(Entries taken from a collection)
┄┄┄┄┄┄

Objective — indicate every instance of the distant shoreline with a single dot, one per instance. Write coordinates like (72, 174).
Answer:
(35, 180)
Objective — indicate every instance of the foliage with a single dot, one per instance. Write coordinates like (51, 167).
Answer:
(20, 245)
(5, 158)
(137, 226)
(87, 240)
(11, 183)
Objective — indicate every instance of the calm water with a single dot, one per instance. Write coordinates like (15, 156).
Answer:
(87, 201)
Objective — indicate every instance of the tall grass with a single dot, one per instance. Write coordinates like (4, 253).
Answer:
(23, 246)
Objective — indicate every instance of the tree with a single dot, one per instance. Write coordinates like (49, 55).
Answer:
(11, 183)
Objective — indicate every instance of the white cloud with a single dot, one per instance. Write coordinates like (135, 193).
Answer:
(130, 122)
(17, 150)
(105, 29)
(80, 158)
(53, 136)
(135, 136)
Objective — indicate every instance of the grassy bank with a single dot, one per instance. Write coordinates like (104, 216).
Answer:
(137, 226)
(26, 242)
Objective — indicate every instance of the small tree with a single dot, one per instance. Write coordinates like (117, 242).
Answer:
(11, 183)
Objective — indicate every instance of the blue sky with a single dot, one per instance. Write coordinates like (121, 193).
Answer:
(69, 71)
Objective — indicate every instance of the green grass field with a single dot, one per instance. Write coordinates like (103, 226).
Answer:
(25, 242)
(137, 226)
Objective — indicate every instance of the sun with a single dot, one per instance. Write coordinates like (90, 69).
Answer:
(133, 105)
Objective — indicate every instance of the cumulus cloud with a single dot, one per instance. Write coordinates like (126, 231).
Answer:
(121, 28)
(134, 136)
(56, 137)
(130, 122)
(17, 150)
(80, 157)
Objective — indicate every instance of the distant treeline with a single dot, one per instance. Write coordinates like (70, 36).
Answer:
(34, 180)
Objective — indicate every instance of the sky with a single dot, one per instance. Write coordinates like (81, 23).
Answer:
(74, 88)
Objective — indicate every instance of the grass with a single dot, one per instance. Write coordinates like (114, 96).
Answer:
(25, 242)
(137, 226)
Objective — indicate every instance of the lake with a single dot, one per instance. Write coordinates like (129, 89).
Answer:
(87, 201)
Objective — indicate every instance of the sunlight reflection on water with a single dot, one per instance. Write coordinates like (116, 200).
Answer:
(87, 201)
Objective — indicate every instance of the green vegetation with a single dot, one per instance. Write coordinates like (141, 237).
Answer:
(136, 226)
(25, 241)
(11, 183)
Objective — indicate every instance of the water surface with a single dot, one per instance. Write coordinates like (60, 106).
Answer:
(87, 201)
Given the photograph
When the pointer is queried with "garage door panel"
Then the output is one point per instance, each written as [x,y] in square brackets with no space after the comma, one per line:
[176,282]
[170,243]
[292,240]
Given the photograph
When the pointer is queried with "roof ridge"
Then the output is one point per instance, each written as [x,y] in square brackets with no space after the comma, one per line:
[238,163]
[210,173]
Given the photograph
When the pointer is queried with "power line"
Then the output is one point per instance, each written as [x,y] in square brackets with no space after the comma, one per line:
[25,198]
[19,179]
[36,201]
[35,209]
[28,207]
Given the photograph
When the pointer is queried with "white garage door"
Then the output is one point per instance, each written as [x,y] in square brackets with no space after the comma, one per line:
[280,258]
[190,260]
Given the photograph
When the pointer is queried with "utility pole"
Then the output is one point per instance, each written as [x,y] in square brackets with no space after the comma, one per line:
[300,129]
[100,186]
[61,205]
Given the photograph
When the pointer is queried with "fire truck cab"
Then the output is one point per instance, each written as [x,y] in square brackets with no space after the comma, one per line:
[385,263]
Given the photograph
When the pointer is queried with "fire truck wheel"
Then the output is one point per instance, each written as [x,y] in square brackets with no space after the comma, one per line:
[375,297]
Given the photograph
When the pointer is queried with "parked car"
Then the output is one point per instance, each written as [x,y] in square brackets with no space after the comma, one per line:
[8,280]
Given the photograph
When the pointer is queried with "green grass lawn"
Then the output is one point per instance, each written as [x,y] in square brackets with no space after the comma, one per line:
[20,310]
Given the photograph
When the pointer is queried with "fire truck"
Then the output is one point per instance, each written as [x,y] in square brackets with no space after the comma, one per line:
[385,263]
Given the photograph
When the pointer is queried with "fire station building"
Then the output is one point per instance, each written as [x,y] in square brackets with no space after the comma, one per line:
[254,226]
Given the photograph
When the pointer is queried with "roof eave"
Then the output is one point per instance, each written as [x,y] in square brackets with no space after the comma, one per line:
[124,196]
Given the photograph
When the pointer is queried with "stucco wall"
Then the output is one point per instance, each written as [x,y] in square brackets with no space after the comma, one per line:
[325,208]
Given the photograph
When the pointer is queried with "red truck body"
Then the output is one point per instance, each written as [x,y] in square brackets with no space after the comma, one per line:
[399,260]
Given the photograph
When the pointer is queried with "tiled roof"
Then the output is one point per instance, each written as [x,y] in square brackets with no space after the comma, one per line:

┄┄┄┄┄┄

Your task is to return the full listing exactly as it was given.

Objective — indicate every instance of the distant shoreline with a single dot, one per instance. Write coordinates like (72, 174).
Answer:
(35, 180)
Objective — indicate every instance of the foliage with a single dot, one per instance. Write coordinates like (51, 167).
Answer:
(20, 245)
(5, 158)
(137, 226)
(87, 240)
(11, 183)
Objective — indicate every instance of the calm water with a single dot, one per instance. Write coordinates like (15, 156).
Answer:
(87, 201)
Objective — indicate every instance of the tall grass with a single dot, one per instance. Write coordinates like (4, 253).
Answer:
(23, 246)
Objective — indicate every instance of the tree with a single dot, one per instance. Write coordinates like (49, 55).
Answer:
(11, 183)
Objective — indicate every instance of the white cloud with a single dot, one per instance. Write coordinates like (135, 193).
Answer:
(130, 122)
(17, 150)
(105, 29)
(80, 158)
(53, 136)
(135, 136)
Objective — indicate every instance of the grassy bank with a single dot, one per instance. Write coordinates like (104, 216).
Answer:
(137, 226)
(26, 242)
Objective — indicate every instance of the small tree with a single dot, one per instance. Write coordinates like (117, 242).
Answer:
(11, 183)
Objective — indicate every instance of the blue sky with a single dot, one per instance. Write coordinates like (121, 193).
Answer:
(69, 71)
Objective — indicate every instance of the green grass field with a single dot, one per instance. Write coordinates like (103, 226).
Answer:
(25, 242)
(137, 226)
Objective — indicate every instance of the sun with a single dot, one per instance. Write coordinates like (90, 69).
Answer:
(133, 105)
Objective — indicate every instance of the cumulus cloud with a single dot, one per instance. Write coordinates like (126, 231).
Answer:
(121, 28)
(134, 136)
(56, 137)
(130, 122)
(17, 150)
(80, 157)
Objective — indicate every instance of the distant treeline with a single dot, one per instance. Write coordinates like (70, 36).
Answer:
(34, 180)
Objective — indicate every instance of the sky with a single dot, one per instance. Write coordinates like (81, 23).
Answer:
(74, 88)
Objective — indicate every instance of the grass with a single dot, one per instance. Write coordinates like (114, 96).
Answer:
(25, 242)
(137, 226)
Objective — indicate every instance of the lake with a single dot, one per instance. Write coordinates like (129, 89).
Answer:
(87, 201)
Objective — indicate every instance of the sunlight reflection on water with a single dot, one per instance. Write coordinates like (116, 200).
Answer:
(87, 201)
Objective — indicate every instance of the green vegetation with a single dot, one per instance. Write coordinates like (141, 237).
Answer:
(136, 226)
(25, 241)
(11, 183)
Objective — indicate every instance of the water surface with a single dot, one per instance. Write coordinates like (60, 106).
Answer:
(87, 201)
Given the photograph
When the pointer is queried with "garage door panel"
Then the output is one point per instance, each written as [x,y] in square brackets with no space after the comma, one per line:
[176,282]
[170,243]
[292,240]
Given the photograph
When the pointer is queried with "roof ridge"
Then the output is one point per instance, each written as [x,y] in square brackets with no space after the comma, one per line:
[238,163]
[210,173]
Given the photograph
When the pointer is queried with "power line"
Then the output is one point per instance, each written as [x,y] in square brackets with no space after the comma, one per line:
[25,198]
[19,179]
[36,201]
[35,209]
[28,207]
Given the photograph
When the pointer is queried with "white garage door"
Then the output is one point per instance, each written as [x,y] in square brackets with no space after the comma, one per line:
[280,258]
[190,260]
Given the photograph
When the pointer is queried with "utility pole"
Then the output is one point per instance, each written as [x,y] in square brackets with no space after the comma, one per line:
[300,129]
[100,186]
[61,205]
Given the photograph
When the pointer is queried with "fire truck cab"
Then the output is one point per instance, each written as [x,y] in square brackets with no space after the comma, one per line:
[385,263]
Given the photograph
When the pointer is queried with "fire truck wheel"
Then the output is one point per instance, each written as [x,y] in square brackets with no space after the comma, one per line:
[375,297]
Given the photograph
When the pointer is queried with "parked car"
Then the output is one point per instance, each written as [x,y] in square brackets with no space after the comma, one per line:
[8,280]
Given the photograph
When the pointer is queried with "green grass lawn"
Then the output is one point per instance, each written as [x,y] in square brackets with no space after the comma, one per line:
[20,310]
Given the photograph
When the pointer is queried with "fire truck"
Then the output is one point per instance, each written as [x,y] in square brackets with no space after the comma, one per line:
[385,263]
Given the photograph
When the pointer is queried with "fire station building"
Then the output is one point per instance, each written as [x,y] in square brackets with no space after the comma, one per line:
[254,226]
Given the photograph
When the pointer is queried with "roof eave"
Then the output is one point per instance, each written as [x,y] in square brackets with no space after the comma, one per line:
[124,196]
Given the photograph
When the pointer is queried with "stucco wall"
Then the output is one point per instance, each written as [x,y] in square brackets with no space after the comma, one per line:
[325,208]
Given the photograph
When the pointer is queried with "red truck body"
Then the output is one point per instance, each written as [x,y] in square brackets with no space after the comma, one per line:
[399,260]
Given the photograph
When the pointer is queried with "tiled roof"
Then the output is one point per instance, each written as [x,y] in square brackets with no space after the comma, one per line:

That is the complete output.